- **EXERCISE**
How many lines in these records hold the string "below"? Reply with the number alone.

Collected data entries
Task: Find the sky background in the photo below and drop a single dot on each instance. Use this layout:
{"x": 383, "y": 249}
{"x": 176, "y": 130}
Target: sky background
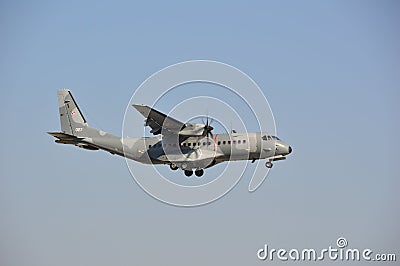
{"x": 330, "y": 71}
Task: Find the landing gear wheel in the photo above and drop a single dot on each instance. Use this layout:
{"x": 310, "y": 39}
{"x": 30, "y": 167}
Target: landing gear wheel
{"x": 173, "y": 166}
{"x": 188, "y": 173}
{"x": 199, "y": 172}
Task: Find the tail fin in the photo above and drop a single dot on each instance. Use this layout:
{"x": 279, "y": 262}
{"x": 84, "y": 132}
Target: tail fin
{"x": 72, "y": 120}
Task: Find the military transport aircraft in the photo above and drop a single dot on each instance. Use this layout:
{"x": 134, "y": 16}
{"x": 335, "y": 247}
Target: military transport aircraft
{"x": 187, "y": 146}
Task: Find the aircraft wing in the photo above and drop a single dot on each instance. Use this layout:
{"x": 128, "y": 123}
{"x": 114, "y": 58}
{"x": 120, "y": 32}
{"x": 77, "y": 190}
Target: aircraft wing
{"x": 159, "y": 121}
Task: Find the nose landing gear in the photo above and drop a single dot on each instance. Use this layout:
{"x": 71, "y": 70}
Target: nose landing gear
{"x": 188, "y": 173}
{"x": 199, "y": 172}
{"x": 269, "y": 164}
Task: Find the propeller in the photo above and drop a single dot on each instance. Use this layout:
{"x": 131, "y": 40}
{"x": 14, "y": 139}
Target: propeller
{"x": 208, "y": 128}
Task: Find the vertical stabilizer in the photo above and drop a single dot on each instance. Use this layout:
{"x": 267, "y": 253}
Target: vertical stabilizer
{"x": 72, "y": 120}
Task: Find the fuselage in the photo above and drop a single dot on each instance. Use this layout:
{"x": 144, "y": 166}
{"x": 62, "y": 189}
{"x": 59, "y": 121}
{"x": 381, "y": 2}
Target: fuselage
{"x": 215, "y": 149}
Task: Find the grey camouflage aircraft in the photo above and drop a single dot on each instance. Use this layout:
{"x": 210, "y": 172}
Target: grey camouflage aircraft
{"x": 187, "y": 146}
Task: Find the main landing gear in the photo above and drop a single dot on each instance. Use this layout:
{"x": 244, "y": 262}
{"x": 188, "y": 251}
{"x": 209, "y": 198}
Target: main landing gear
{"x": 188, "y": 173}
{"x": 173, "y": 166}
{"x": 198, "y": 173}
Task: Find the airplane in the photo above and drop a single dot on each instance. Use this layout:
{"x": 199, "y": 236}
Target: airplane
{"x": 188, "y": 146}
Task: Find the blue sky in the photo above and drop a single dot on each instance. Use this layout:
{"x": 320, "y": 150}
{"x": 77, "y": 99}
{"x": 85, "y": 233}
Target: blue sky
{"x": 330, "y": 70}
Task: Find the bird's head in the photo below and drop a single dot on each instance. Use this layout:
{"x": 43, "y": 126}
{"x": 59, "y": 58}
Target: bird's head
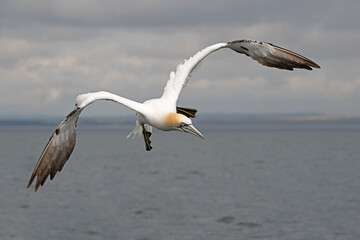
{"x": 180, "y": 122}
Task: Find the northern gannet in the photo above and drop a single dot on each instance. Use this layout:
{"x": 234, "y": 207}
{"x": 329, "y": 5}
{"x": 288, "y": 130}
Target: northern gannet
{"x": 161, "y": 113}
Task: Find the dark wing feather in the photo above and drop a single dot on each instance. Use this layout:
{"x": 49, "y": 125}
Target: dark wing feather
{"x": 271, "y": 55}
{"x": 57, "y": 151}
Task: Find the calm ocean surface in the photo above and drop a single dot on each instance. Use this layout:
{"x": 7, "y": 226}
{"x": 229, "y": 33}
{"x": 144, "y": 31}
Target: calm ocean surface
{"x": 236, "y": 184}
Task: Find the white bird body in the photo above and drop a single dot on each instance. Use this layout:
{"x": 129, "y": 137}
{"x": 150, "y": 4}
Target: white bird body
{"x": 161, "y": 113}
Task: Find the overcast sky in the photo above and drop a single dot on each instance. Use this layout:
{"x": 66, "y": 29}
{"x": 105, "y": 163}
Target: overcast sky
{"x": 51, "y": 51}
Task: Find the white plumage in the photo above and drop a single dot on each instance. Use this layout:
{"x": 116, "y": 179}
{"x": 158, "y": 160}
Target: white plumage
{"x": 161, "y": 113}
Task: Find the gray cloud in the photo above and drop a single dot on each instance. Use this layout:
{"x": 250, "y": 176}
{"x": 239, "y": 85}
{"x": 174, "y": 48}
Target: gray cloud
{"x": 51, "y": 51}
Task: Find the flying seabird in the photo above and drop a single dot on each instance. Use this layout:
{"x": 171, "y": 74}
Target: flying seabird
{"x": 161, "y": 113}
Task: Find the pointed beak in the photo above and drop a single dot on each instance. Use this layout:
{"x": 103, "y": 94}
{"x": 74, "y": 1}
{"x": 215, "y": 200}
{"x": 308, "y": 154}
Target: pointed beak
{"x": 191, "y": 129}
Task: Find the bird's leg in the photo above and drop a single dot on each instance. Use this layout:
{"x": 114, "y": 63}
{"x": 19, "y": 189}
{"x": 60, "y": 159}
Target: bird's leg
{"x": 146, "y": 135}
{"x": 188, "y": 112}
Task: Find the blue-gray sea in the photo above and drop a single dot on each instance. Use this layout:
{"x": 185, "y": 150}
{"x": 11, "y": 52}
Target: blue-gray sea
{"x": 238, "y": 183}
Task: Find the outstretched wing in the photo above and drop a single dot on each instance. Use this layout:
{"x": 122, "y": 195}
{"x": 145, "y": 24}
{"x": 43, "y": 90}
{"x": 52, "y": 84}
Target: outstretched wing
{"x": 62, "y": 142}
{"x": 270, "y": 55}
{"x": 266, "y": 54}
{"x": 57, "y": 151}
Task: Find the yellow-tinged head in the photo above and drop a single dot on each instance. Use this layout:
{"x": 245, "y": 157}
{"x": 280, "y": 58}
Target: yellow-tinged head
{"x": 180, "y": 122}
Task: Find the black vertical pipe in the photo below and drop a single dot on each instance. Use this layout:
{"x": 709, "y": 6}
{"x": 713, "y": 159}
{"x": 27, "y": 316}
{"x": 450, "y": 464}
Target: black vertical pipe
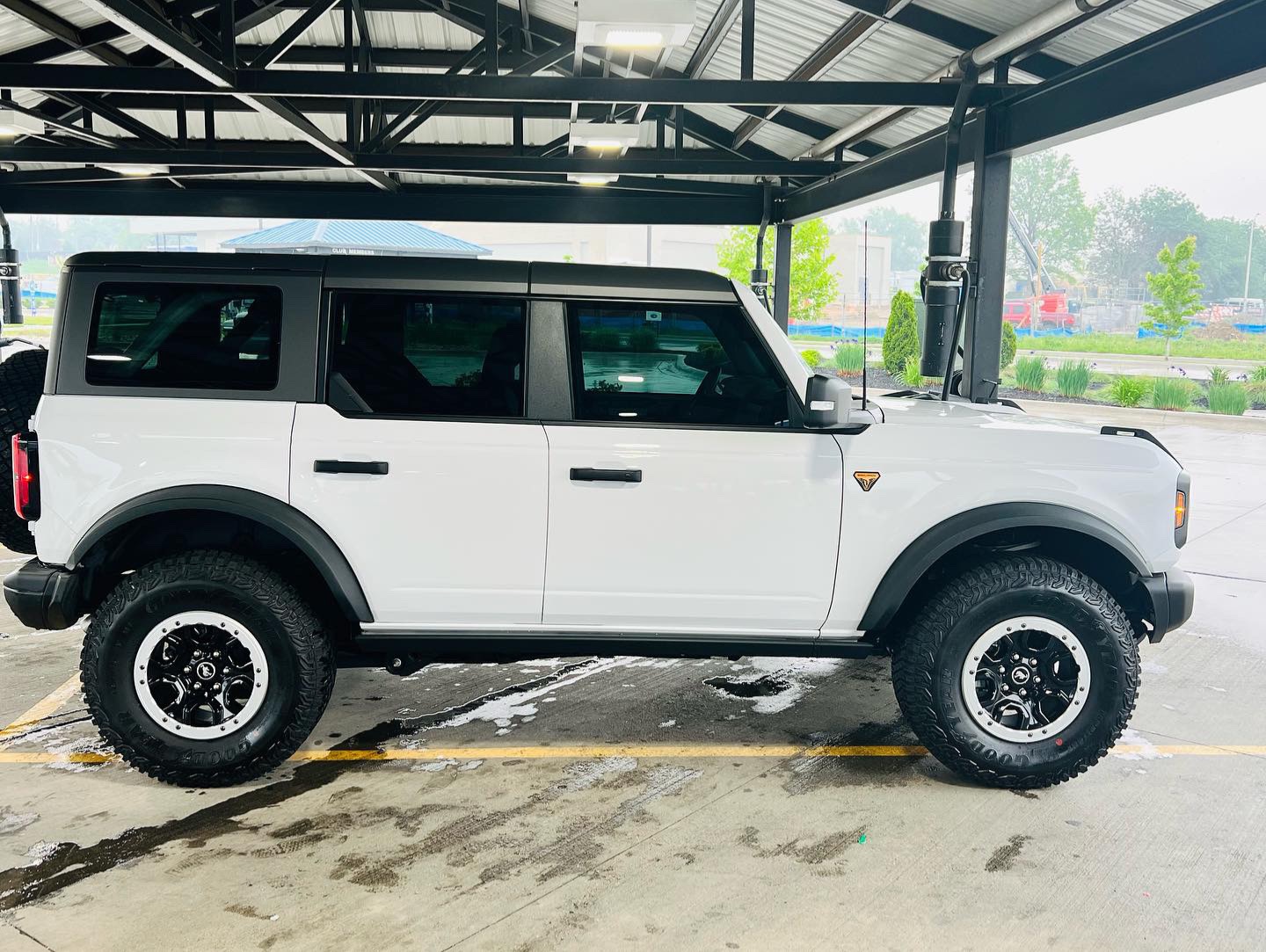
{"x": 782, "y": 273}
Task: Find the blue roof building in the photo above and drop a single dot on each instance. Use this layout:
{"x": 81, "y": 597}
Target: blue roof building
{"x": 324, "y": 236}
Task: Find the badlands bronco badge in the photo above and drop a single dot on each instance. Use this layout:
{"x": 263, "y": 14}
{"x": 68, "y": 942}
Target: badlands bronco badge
{"x": 866, "y": 480}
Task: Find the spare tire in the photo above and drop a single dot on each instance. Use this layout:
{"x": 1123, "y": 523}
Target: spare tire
{"x": 22, "y": 382}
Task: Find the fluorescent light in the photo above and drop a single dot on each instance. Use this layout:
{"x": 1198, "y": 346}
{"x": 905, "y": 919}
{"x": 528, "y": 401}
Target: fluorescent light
{"x": 135, "y": 170}
{"x": 14, "y": 123}
{"x": 604, "y": 137}
{"x": 592, "y": 178}
{"x": 635, "y": 25}
{"x": 633, "y": 38}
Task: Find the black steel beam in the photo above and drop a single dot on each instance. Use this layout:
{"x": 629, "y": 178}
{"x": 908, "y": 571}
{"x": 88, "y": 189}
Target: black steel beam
{"x": 1216, "y": 48}
{"x": 561, "y": 204}
{"x": 62, "y": 31}
{"x": 956, "y": 33}
{"x": 504, "y": 89}
{"x": 455, "y": 161}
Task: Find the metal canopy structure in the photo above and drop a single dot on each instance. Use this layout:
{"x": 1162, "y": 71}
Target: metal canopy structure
{"x": 773, "y": 111}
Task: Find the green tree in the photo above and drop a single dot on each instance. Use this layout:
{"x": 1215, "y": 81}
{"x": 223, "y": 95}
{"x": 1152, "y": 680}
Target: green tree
{"x": 1176, "y": 289}
{"x": 909, "y": 236}
{"x": 902, "y": 334}
{"x": 813, "y": 282}
{"x": 1051, "y": 207}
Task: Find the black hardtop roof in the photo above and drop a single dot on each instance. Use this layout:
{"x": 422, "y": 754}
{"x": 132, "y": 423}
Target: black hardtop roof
{"x": 546, "y": 279}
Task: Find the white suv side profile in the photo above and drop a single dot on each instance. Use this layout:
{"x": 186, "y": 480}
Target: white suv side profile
{"x": 244, "y": 469}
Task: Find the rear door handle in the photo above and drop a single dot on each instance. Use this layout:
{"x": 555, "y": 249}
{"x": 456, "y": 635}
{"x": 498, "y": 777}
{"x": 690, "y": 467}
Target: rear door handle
{"x": 373, "y": 469}
{"x": 586, "y": 475}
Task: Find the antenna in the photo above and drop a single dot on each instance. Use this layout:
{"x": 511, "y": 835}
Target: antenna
{"x": 865, "y": 298}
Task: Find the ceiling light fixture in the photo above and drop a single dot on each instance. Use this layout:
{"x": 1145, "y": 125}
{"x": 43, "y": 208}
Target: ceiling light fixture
{"x": 592, "y": 178}
{"x": 646, "y": 25}
{"x": 604, "y": 137}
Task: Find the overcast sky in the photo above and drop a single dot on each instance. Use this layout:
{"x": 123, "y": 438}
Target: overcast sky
{"x": 1213, "y": 151}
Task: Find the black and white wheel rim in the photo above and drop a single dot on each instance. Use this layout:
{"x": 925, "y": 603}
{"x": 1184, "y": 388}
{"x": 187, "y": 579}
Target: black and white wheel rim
{"x": 200, "y": 675}
{"x": 1026, "y": 679}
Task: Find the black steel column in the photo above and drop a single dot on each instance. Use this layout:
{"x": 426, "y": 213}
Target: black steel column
{"x": 992, "y": 196}
{"x": 782, "y": 273}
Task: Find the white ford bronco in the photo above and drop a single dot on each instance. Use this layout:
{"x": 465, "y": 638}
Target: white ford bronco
{"x": 248, "y": 470}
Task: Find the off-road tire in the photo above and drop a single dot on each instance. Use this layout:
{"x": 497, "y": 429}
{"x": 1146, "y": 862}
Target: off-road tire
{"x": 22, "y": 382}
{"x": 927, "y": 666}
{"x": 298, "y": 649}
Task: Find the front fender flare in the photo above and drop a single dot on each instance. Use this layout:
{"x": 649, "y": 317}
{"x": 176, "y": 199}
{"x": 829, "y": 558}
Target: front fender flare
{"x": 920, "y": 555}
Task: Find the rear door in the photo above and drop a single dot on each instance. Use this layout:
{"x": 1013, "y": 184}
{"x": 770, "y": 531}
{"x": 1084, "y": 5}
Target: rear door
{"x": 420, "y": 462}
{"x": 684, "y": 492}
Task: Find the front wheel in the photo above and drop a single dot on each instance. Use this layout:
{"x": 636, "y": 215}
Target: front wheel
{"x": 1021, "y": 672}
{"x": 206, "y": 669}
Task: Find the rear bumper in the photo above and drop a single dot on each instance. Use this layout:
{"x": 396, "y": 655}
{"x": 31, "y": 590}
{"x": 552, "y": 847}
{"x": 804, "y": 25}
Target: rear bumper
{"x": 1173, "y": 597}
{"x": 45, "y": 597}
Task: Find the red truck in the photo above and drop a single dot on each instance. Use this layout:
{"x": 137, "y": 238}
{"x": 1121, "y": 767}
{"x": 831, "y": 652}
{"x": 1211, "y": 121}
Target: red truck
{"x": 1053, "y": 311}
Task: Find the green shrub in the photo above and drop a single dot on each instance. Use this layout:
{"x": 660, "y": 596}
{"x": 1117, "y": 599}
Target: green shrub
{"x": 1231, "y": 399}
{"x": 1009, "y": 345}
{"x": 849, "y": 357}
{"x": 911, "y": 375}
{"x": 1171, "y": 394}
{"x": 1128, "y": 391}
{"x": 1073, "y": 377}
{"x": 902, "y": 334}
{"x": 1030, "y": 374}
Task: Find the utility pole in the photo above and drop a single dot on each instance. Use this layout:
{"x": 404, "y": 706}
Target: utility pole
{"x": 1248, "y": 264}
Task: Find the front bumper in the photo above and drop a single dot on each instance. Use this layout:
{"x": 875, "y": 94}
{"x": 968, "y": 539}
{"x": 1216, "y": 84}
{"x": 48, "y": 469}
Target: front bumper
{"x": 45, "y": 597}
{"x": 1173, "y": 597}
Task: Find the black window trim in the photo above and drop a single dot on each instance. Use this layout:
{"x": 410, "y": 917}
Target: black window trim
{"x": 327, "y": 334}
{"x": 796, "y": 405}
{"x": 296, "y": 371}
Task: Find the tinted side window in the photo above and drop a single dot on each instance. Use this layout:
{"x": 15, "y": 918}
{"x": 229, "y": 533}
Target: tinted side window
{"x": 431, "y": 356}
{"x": 676, "y": 364}
{"x": 223, "y": 337}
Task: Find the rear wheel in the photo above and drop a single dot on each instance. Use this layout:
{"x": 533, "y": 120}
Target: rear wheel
{"x": 1021, "y": 672}
{"x": 22, "y": 382}
{"x": 206, "y": 669}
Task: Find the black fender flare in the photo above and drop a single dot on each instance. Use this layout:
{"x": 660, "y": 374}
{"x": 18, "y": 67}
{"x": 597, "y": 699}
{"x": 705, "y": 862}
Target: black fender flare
{"x": 920, "y": 555}
{"x": 282, "y": 518}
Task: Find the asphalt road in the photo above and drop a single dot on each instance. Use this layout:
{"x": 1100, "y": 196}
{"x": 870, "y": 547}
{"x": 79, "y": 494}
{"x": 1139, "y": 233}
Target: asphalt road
{"x": 580, "y": 803}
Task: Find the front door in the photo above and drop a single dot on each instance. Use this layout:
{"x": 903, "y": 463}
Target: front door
{"x": 681, "y": 497}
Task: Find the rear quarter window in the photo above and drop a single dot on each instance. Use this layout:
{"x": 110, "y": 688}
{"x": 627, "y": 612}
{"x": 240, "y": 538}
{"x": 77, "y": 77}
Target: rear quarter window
{"x": 216, "y": 337}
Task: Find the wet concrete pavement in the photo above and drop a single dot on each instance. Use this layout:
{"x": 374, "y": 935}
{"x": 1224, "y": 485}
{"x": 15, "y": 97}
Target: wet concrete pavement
{"x": 638, "y": 802}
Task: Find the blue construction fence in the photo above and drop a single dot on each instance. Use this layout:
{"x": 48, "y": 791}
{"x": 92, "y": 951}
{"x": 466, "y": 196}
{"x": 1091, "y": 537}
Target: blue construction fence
{"x": 837, "y": 332}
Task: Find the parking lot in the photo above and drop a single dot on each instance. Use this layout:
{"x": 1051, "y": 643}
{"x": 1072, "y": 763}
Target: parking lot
{"x": 724, "y": 804}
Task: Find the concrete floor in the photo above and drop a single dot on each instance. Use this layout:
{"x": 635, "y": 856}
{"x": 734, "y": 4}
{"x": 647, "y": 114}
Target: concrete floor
{"x": 628, "y": 802}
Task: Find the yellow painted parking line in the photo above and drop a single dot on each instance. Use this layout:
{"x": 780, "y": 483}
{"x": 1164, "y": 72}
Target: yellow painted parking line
{"x": 644, "y": 751}
{"x": 43, "y": 708}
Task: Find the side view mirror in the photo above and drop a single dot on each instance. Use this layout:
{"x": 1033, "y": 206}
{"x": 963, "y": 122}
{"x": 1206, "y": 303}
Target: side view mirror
{"x": 827, "y": 403}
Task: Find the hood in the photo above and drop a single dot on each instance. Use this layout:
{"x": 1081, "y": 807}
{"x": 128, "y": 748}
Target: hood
{"x": 914, "y": 411}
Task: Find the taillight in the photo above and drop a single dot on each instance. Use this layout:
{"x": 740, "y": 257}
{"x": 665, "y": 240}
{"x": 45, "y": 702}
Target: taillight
{"x": 25, "y": 477}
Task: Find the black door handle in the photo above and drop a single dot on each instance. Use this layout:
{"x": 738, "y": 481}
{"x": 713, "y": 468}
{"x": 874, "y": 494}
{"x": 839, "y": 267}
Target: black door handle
{"x": 375, "y": 469}
{"x": 586, "y": 475}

- **WRITTEN SOLUTION**
3